§ PROBLEMA PROPOSTO 1:
Por favor, extraia do texto sobre os raios X o trecho de "CIÊNCIA: O livro" a "a Riccardo Giacconi.", sem alterar nada.
§ PROBLEMA PROPOSTO 2:
Segundo o texto sobre os raios X, o processo que converte energia gravitacional em radiação é quantas vezes mais eficiente do que a fusão nuclear estelar?

***** TEXTO DE LEITURA *****

CIÊNCIA: O livro da Natureza, quase um “antigo testamento” (Parte 2/2)

Riccardo Giacconi no Laboratório Nacional de Brookhaven, Upton (NY) | 30Giorni.

Arquivo 30Dias nº 11/12 - 2002

O livro da Natureza, quase um “antigo testamento”

O Bispo de Civitavecchia entrevista um jovem astrofísico sobre o Prêmio Nobel de Física concedido a Riccardo Giacconi.

por Girolamo Grillo

Então, de onde vêm esses raios X descobertos pelo nosso ganhador do Prêmio Nobel?

Eles são emitidos principalmente por objetos compactos, como remanescentes estelares que sobreviveram à fase final da vida de uma estrela devido ao esgotamento de seu combustível nuclear: pulsares (estrelas de nêutrons), restos de estrelas com massa várias vezes maior que a do Sol; e buracos negros, restos de estrelas mais massivas, até 50 vezes maiores que a do Sol.

Não é fácil ver pulsares, e é completamente impossível ver diretamente buracos negros, que não podem emitir luz: sua atração gravitacional é tal que nem mesmo a luz consegue escapar deles. A primeira evidência da existência de buracos negros foi, portanto, obtida pela observação da matéria caindo nesses poços cósmicos "vorazes". Caindo em grande velocidade, esse material é enormemente aquecido por uma série de processos que essencialmente convertem energia gravitacional em radiação de altíssima energia (até raios X), um processo que certamente está entre os mais eficientes do universo, cem vezes mais eficiente do que a fusão nuclear estelar.

***** LISTAGEM EXTRAÍDA *****

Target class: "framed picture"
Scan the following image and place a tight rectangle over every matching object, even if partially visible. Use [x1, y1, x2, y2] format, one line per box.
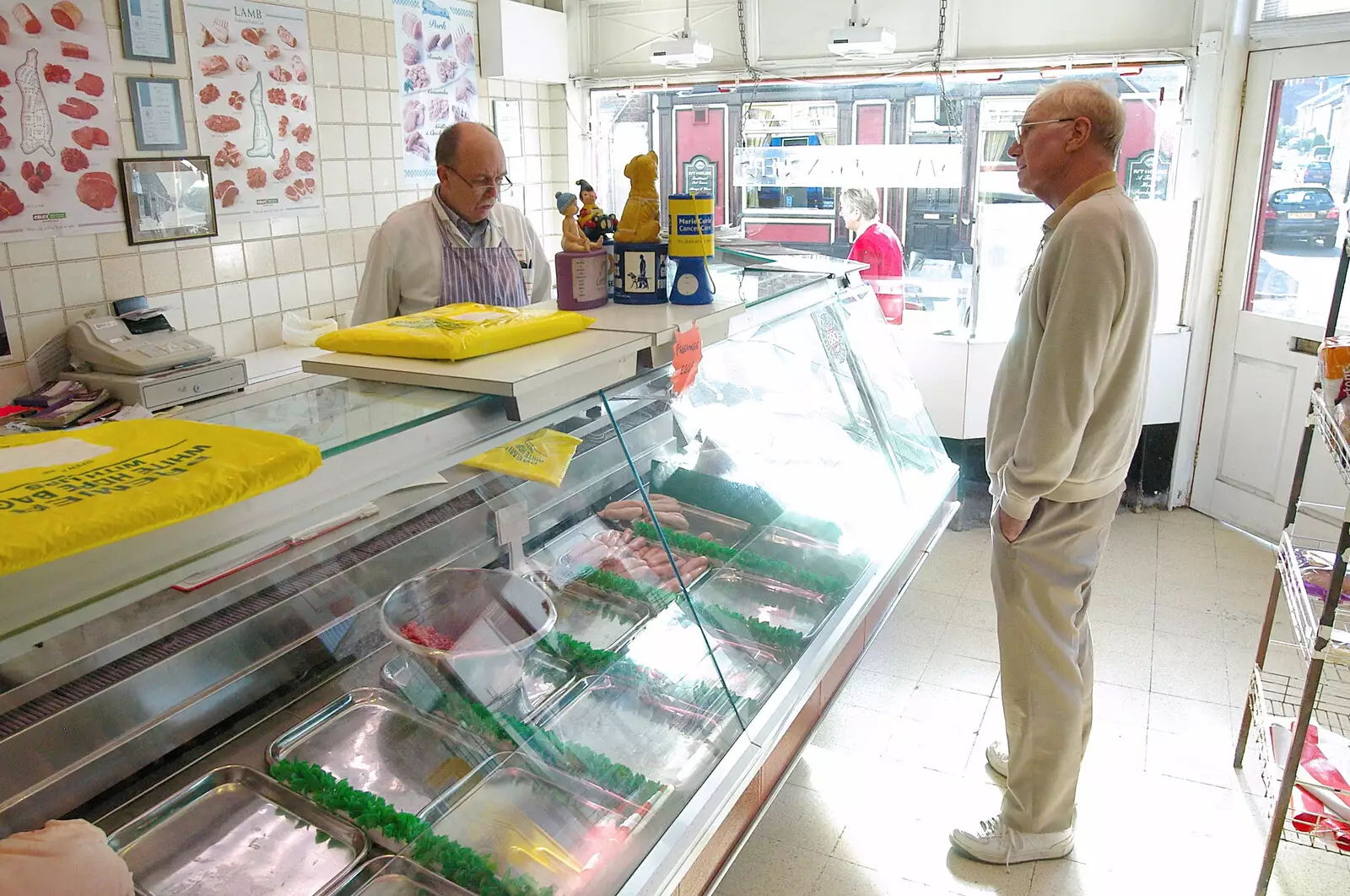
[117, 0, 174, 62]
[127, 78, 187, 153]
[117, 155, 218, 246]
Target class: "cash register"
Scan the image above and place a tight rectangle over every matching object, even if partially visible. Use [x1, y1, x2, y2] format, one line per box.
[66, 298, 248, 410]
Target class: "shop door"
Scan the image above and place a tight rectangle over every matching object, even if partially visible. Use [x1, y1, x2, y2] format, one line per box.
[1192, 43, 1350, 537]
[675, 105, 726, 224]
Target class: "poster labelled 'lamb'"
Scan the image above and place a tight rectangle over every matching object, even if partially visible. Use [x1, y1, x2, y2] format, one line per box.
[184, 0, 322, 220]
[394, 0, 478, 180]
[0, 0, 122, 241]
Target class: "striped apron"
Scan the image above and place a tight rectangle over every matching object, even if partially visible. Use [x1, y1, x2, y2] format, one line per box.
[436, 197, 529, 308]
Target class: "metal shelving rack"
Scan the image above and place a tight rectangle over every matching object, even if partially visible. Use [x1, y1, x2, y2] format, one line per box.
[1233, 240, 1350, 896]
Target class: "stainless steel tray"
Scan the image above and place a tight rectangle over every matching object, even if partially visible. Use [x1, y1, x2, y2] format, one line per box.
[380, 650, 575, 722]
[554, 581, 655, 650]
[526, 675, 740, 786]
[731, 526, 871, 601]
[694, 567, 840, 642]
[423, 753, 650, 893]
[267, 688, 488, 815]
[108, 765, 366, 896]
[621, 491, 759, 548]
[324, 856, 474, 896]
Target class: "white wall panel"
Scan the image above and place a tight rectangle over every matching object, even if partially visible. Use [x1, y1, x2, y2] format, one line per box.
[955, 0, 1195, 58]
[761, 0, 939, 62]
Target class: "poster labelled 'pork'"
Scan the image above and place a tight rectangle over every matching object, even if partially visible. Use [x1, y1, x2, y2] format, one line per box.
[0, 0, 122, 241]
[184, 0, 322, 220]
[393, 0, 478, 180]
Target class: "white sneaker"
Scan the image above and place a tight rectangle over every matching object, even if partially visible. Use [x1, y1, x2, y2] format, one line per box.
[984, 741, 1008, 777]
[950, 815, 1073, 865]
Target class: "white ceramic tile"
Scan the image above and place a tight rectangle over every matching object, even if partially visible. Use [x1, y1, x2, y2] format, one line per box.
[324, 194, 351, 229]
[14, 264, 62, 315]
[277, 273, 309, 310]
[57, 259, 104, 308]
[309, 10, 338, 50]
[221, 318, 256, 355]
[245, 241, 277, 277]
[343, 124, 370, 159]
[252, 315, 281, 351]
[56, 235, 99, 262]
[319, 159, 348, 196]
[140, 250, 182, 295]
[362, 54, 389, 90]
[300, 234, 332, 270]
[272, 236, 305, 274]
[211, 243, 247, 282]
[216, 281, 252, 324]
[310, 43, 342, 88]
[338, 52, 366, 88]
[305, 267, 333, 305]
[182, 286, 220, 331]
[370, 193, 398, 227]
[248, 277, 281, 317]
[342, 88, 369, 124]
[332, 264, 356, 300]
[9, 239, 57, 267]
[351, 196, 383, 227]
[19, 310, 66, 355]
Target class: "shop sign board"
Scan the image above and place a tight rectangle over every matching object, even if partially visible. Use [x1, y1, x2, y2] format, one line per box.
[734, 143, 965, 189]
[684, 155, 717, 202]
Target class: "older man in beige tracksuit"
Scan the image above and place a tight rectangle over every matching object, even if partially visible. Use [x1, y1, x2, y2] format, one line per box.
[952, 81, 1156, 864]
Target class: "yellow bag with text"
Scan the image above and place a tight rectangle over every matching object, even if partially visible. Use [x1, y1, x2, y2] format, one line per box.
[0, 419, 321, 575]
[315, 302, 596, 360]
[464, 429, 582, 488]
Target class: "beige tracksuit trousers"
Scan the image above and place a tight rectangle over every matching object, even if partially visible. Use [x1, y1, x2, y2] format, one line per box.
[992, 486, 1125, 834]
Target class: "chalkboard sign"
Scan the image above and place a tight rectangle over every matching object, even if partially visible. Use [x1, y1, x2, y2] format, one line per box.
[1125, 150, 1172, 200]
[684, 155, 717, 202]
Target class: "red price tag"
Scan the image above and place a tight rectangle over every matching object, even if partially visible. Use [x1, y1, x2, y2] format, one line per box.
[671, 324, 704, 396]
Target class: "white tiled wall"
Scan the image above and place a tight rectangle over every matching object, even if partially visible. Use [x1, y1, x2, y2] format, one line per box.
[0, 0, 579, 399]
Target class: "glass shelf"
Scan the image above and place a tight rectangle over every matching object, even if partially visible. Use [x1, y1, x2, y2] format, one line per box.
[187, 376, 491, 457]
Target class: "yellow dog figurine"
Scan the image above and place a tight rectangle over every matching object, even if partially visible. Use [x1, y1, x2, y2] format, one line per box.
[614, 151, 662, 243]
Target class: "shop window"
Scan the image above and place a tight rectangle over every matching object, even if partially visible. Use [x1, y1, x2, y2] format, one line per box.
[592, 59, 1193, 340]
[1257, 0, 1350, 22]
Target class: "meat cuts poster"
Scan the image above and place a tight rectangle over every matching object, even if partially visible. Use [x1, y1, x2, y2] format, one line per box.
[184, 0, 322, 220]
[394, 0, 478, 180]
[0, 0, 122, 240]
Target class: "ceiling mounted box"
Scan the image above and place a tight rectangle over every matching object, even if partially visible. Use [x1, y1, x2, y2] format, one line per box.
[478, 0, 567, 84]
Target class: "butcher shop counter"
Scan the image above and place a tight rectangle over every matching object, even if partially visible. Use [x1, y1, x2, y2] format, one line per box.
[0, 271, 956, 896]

*****

§ RESPOSTA COMPLETA 1:
CIÊNCIA: O livro da Natureza, quase um “antigo testamento” (Parte 2/2)

Riccardo Giacconi no Laboratório Nacional de Brookhaven, Upton (NY) | 30Giorni.

Arquivo 30Dias nº 11/12 - 2002

O livro da Natureza, quase um “antigo testamento”

O Bispo de Civitavecchia entrevista um jovem astrofísico sobre o Prêmio Nobel de Física concedido a Riccardo Giacconi.

§ RESPOSTA COMPLETA 2:
Cem vezes mais eficiente.